» TEXTO FUENTE:

- - -

Este síndrome colectivo, además de representar el
menosprecio y la discriminación racial contra las razas no occidentales, ha
creado una inseguridad personal en las mujeres que, en su intento por parecerse
a las muchachas de pasarela, cuyas medidas son 96 cm. de busto, 46 cm. de
cintura y 86 cm. de caderas, deciden transformar su cuerpo con la ayuda de la
cirugía estética, que les agrega lo que les falta y les quita lo que tienen de
sobra.
El cuento de Blancanieves y su madrastra perversa, no es
más que un alegato de quienes, superado el meridiano de su vida, tienen el
deseo de conservarse jóvenes a cualquier precio, puesto que la vejez, reflejada
en el espejo, es más temida que el fantasma de la muerte. Quizás por eso la
madrastra de Blancanieves, que vivía atormentada por la juventud y belleza de
su hijastra, se consolaba preguntándole al espejo de su alcoba: “Espejito,
espejito, ¿quién es la más bella de este reino?”. El espejo le mentía y
contestaba: “Tú, mi reina...”.

- - -

» LOS DATOS:
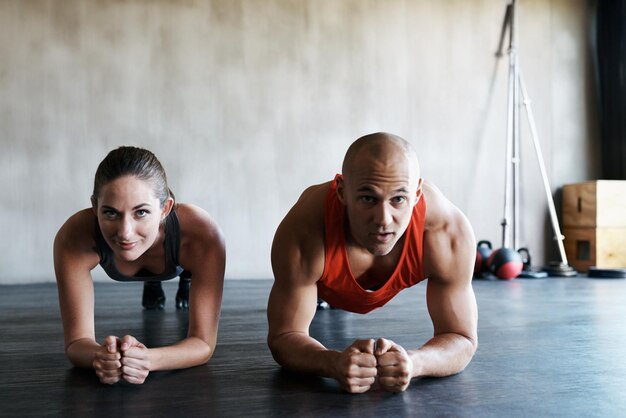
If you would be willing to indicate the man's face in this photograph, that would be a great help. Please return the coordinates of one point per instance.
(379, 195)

- - -

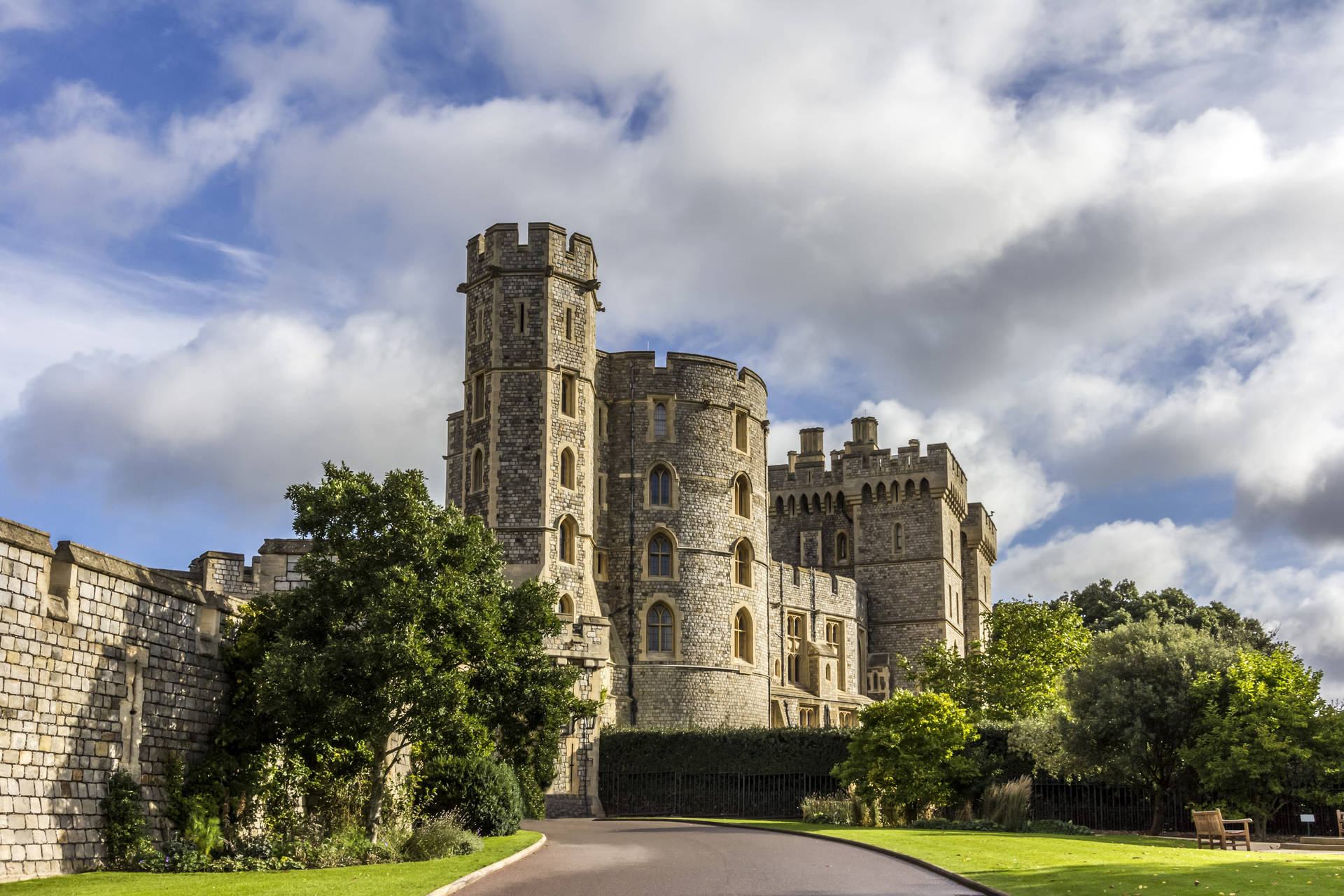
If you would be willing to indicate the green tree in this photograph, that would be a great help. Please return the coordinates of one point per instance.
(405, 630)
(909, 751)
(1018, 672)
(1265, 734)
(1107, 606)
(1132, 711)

- - -

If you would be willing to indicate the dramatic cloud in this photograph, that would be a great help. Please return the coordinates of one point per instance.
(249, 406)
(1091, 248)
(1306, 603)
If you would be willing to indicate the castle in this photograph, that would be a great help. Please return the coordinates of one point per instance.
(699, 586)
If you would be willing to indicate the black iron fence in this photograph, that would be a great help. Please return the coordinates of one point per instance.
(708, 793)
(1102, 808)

- - -

» EJERCICIOS:
- a) Enumera todas las medidas corporales que el texto sobre los cánones de belleza atribuye a las muchachas de pasarela, cada una con su cifra.
- b) Por favor, prosigue el texto sobre los cánones de belleza desde donde termina.

» RESPUESTAS:
- a) 96 cm de busto, 46 cm de cintura y 86 cm de caderas.

- b)
Por suerte, la mujer moderna puede sobrevivir
al dilema de la madrastra de Blancanieves, pues no necesita ya avergonzarse de
su apariencia física ni poseer un espejito que le mienta. Si no se siente a
gusto consigo misma, puede someterse al filo del bisturí y operarse la cara con
la misma facilidad con que se opera los senos, los glúteos y las celulitis de
las piernas, ya que el avance estrepitoso de la cirugía estética le ofrece la
posibilidad de parecerse al juguete de su infancia, a esa mujer rubia y esbelta
que responde al nombre de Barbie, la muñequita que se
vende en más de 140 países y constituye el juguete predilecto de las niñas del
Tercer Mundo, al menos si la comparamos con Matina Patina Patina, Li’l Miss
Sirenita, Olly Pocket y Pottajonta.
Ante esta realidad, que parece confirmar la tesis de que
las relaciones humanas giran más en torno a la anatomía que a la economía, son
cada vez más las mujeres que se elevan las nalgas o se aumentan las mamas con
prótesis de silicona que, por desgracia, a veces revientan como globos o quedan
desproporcionados con relación al peso y la estatura. Pero como esto parece no
importarle a nadie -y menos a quienes se dan el lujo de pagar una cirugía
estética con dinero contante y sonante-, sigue aumentando la ola de señoras que
se ponen la mano al pecho y calculan su valor.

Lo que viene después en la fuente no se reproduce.